SOURCE EXCERPT:
How-to use a Garmin 18x with Chrony and PPS

Hi all,

You need to solder a plug to the device, found here:

https://www.lammertbies.nl/comm/info/gps-time

Once and for all, as good guide how to configure the software for use with the 18x Garmin 1Hz or 5Hz RS-232 receiver.

1: Install the module ‘pps_ldisc’ in Debian/Ubuntu under /etc/modules-load.d/xxxxxx.conf I assume you know how to do that.

Check if the module is loaded after reboot.
If it’s working, you should see under /dev pps0 pps1 pps2 or whatever.

Now check with ‘ppsfind --help’ where it’s connected too. Typical when com1 is used it should be /ttyS0 and shows something like this:

pps0: name=ptp0 path=
pps1: name=ptp1 path=
pps2: name=serial0 path=/dev/ttyS0

So you can see it’s there, now run this and you should get timestamping from pps:
(beware, PPS can take upto 5 minutes after the GPS is started!!)

ppswatch /dev/pps2
trying PPS source "/dev/pps2"
found PPS source "/dev/pps2"
timestamp: 1710171283, sequence: 724, offset:  299981447
timestamp: 1710171283, sequence: 724, offset:  299981447
timestamp: 1710171284, sequence: 725, offset: -499998101
timestamp: 1710171284, sequence: 725, offset: -499998101

Ok now you know the GPS is working as it’s pulsating.

2: Now you need to know the speed of the GPS, it used to be 4800baud by default, but it seems they have changed this with the latest firmware.
There is no good way to find the speed, trust me I tried all.

To my knowledge today it’s 18x 9600baud and the 5Hz version 19200
So set this in your /etc/default/gpsd

DEVICES="/dev/ttyS0 /dev/pps2"

# Other options you want to pass to gpsd
GPSD_OPTIONS="-n -b -s 19200"

# Automatically hot add/remove USB GPS devices via gpsdctl
USBAUTO="false"

Restart GPSD and run CGPS or GPSMON, they should give you time and PPS info and you should see sat-info lines scrolling. If it doesn’t change the speed and restart GPSD until it does.

3: We need to configure Chrony to access the device. That is pretty simple:

18x 1Hz - I prefer SHM and PPS adjust offset to your own needs all the rest should be ok, the offset can be seen after 10 minutes with ‘chronyc sourcestats’ :

refclock SHM 0 refid GPS poll 4 precision 1e-3 offset 0.071 delay 0.2
refclock PPS /dev/pps2 lock GPS refid PPS poll 2 precision 1e-7 prefer

18x 5Hz:

refclock SHM 0 refid GPS precision 1e-3 poll 4 offset 0.122 delay 0.2
refclock PPS /dev/pps2 lock GPS refid PPS poll 1 precision 1e-9 rate 5 width 0.1 maxlockage 32 prefer

That is it folks!!! Happy time-sharing :rofl:

The problem is most people don’t specify the baudrate-speed and often the GPS isn’t detected because of that.

DATA ROWS:
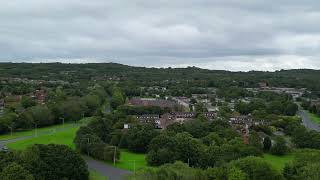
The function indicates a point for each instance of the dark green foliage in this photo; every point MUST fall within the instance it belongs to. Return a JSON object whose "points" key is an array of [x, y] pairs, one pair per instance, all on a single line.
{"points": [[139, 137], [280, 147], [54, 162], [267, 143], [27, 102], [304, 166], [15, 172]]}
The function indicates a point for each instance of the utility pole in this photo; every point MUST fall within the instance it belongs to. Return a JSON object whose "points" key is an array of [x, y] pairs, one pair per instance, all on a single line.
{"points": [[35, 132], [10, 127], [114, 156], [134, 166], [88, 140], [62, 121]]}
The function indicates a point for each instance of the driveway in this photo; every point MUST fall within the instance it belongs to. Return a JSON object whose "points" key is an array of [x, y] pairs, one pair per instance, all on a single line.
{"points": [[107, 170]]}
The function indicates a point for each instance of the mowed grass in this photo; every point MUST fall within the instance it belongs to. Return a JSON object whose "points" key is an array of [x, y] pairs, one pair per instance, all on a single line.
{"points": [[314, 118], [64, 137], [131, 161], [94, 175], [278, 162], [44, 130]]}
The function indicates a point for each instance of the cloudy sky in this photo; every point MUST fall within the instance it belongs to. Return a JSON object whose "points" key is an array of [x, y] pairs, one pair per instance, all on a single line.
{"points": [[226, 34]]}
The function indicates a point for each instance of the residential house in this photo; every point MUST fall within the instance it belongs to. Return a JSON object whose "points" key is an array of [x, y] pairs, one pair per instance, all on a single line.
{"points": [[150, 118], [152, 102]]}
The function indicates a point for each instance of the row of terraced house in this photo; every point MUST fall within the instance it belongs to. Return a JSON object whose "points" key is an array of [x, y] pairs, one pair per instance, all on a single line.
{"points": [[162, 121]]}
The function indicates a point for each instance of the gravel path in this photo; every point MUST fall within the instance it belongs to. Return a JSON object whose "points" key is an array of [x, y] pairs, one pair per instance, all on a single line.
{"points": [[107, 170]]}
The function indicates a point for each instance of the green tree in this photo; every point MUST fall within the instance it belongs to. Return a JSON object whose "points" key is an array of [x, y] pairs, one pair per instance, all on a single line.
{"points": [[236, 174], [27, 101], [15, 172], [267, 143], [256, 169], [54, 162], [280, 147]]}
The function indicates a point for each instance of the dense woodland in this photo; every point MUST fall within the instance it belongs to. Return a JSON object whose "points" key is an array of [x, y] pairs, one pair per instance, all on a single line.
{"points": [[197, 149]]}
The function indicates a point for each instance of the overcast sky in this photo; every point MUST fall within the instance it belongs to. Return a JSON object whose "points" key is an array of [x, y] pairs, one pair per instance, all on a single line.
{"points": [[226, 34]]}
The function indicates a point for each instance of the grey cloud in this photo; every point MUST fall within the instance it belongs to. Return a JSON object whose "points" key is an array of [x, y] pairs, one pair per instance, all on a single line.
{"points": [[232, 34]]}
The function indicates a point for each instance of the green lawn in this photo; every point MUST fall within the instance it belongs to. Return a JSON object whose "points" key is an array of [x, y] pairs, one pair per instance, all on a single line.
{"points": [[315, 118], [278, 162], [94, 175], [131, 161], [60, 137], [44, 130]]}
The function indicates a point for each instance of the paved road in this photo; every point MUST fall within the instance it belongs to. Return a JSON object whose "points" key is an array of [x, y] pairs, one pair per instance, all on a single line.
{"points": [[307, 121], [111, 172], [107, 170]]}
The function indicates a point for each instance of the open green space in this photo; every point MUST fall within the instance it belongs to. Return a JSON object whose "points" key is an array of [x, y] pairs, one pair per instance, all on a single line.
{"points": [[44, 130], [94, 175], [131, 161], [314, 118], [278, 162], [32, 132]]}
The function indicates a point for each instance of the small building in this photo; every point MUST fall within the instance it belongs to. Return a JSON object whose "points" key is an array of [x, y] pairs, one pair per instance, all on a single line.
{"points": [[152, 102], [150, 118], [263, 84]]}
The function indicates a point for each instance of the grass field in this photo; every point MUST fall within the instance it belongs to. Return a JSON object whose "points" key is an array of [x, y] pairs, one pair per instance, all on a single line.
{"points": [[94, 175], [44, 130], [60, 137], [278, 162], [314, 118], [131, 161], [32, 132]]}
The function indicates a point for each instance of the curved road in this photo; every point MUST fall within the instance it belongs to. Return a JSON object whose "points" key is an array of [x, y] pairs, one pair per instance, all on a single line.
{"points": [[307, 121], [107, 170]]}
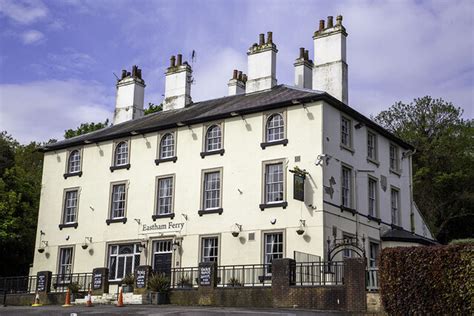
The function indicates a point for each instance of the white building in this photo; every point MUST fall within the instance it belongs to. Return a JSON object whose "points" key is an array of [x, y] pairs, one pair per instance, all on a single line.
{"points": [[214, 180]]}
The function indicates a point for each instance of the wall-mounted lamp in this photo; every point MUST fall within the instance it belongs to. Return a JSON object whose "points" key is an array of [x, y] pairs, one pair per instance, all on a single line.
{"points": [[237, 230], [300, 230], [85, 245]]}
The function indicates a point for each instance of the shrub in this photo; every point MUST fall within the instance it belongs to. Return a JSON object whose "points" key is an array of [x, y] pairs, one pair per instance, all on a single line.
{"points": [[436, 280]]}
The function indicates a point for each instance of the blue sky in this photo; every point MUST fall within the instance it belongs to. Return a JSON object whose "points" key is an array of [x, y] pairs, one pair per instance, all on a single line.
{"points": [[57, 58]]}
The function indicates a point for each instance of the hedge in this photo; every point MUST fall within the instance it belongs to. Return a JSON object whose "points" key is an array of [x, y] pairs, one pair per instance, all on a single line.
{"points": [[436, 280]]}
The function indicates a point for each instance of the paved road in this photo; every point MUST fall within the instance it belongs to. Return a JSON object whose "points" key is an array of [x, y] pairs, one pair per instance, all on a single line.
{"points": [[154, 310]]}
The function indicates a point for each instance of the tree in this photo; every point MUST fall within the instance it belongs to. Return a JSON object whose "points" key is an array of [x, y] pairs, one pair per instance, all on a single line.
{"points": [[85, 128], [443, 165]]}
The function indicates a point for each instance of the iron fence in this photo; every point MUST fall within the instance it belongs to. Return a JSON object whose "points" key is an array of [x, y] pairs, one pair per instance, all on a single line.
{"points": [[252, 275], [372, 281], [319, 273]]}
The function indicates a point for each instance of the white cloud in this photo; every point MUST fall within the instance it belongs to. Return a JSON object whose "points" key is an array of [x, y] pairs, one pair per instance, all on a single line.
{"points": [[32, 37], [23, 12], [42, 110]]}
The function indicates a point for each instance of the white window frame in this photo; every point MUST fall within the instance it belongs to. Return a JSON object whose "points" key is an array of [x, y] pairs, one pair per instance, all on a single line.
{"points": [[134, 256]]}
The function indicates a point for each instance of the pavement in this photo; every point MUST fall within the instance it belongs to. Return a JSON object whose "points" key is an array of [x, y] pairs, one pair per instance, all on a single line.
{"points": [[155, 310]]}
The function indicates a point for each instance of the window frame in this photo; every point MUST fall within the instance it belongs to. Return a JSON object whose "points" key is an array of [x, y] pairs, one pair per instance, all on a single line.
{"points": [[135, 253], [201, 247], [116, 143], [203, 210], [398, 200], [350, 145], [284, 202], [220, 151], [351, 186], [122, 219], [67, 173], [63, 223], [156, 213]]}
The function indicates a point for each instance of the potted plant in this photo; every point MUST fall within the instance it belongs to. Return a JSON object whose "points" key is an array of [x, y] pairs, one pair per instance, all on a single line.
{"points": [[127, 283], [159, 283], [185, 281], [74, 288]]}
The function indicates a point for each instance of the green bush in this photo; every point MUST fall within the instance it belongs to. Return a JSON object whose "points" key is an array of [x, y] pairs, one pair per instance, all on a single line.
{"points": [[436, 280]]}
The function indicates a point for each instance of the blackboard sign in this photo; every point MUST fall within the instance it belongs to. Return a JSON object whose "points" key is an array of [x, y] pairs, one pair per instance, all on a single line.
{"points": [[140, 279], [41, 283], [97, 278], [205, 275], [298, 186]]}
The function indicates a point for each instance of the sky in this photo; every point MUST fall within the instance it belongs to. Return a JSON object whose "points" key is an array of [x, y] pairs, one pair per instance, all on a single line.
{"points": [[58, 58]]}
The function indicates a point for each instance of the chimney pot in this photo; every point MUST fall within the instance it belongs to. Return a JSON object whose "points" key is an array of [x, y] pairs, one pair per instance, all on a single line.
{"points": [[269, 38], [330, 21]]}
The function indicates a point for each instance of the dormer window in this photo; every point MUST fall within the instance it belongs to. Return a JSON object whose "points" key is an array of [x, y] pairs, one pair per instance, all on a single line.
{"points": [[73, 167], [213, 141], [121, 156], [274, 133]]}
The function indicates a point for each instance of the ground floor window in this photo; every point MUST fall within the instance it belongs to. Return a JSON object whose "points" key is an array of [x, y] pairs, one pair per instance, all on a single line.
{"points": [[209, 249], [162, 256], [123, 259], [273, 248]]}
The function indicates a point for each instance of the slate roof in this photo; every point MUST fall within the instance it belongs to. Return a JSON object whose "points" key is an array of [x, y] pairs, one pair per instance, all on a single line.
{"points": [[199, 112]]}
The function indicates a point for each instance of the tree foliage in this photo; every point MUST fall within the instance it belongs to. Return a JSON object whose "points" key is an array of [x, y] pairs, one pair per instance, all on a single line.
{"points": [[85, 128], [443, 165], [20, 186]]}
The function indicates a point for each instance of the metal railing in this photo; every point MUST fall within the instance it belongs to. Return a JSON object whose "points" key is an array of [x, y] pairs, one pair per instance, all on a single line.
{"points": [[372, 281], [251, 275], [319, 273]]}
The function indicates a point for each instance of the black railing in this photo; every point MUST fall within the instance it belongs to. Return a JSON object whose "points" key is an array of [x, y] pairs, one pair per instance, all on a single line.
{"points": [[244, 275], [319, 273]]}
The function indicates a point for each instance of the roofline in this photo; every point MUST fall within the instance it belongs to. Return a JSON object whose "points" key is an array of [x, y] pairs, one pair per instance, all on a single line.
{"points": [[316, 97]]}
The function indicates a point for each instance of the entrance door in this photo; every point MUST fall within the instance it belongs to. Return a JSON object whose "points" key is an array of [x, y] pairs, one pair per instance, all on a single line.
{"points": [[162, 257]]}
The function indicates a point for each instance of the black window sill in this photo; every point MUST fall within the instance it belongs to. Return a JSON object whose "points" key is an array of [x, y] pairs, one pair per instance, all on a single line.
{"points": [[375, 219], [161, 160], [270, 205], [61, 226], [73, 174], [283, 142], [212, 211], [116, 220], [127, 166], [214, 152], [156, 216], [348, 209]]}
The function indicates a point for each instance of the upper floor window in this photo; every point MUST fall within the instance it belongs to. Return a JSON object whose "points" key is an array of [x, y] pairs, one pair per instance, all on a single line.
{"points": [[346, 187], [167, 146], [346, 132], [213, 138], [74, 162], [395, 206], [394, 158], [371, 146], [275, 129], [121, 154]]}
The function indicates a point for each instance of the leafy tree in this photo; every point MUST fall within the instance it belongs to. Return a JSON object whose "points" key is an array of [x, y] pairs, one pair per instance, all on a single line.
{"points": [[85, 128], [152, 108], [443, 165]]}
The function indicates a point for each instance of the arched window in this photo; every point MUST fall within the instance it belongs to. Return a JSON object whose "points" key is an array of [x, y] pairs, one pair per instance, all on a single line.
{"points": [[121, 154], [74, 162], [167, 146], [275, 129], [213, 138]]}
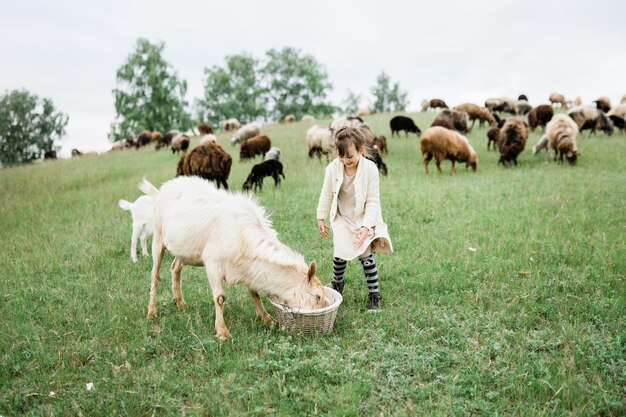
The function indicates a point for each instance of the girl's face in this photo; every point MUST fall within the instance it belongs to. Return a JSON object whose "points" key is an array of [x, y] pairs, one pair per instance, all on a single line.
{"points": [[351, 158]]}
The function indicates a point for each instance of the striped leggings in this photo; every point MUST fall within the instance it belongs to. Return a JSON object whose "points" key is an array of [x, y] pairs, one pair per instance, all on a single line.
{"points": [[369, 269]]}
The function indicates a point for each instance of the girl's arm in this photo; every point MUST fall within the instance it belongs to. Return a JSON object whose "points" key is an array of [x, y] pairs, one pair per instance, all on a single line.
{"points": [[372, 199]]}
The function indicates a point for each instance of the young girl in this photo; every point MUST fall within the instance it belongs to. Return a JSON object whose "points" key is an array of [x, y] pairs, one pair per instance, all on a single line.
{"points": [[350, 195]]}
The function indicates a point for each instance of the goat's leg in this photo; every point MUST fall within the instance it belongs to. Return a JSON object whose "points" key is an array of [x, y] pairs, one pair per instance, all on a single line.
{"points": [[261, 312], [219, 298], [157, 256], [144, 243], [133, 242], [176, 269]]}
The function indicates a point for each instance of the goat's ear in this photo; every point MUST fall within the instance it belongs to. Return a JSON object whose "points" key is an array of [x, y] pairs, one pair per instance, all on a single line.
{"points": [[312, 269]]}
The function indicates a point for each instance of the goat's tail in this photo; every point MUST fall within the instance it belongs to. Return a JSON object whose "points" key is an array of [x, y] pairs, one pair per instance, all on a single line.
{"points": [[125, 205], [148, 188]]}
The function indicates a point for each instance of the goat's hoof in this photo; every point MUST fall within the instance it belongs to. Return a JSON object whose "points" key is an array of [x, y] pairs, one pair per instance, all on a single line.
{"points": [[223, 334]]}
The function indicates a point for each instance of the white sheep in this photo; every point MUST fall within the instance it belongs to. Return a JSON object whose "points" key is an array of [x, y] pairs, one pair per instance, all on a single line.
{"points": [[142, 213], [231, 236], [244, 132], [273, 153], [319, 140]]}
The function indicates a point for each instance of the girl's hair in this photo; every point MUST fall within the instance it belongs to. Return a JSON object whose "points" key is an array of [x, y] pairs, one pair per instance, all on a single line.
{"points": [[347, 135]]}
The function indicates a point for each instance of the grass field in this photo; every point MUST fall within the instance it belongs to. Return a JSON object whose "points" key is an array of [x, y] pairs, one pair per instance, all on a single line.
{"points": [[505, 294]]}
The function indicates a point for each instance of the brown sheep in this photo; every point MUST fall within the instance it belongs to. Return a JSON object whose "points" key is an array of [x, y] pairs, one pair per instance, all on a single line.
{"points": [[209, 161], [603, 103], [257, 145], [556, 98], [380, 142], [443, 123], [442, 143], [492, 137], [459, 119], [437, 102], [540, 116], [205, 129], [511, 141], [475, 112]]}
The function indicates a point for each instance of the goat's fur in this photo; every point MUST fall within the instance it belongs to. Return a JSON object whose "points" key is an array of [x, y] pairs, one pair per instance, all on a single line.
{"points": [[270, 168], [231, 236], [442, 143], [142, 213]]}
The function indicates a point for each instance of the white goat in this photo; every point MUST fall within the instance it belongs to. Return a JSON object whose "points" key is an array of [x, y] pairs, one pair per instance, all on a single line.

WORK INSTRUCTIONS:
A: List the variables the Garmin 18x guide sets in /etc/default/gpsd.
B: Rewrite the part of the Garmin 18x guide that opens with the words containing "1: Install the" and closes with "loaded after reboot.", replacing "reboot" with "restart".

PROBLEM SOLUTIONS:
A: DEVICES, GPSD_OPTIONS, USBAUTO

B:
1: Install the module ‘pps_ldisc’ in Debian/Ubuntu under /etc/modules-load.d/xxxxxx.conf I assume you know how to do that.

Check if the module is loaded after restart.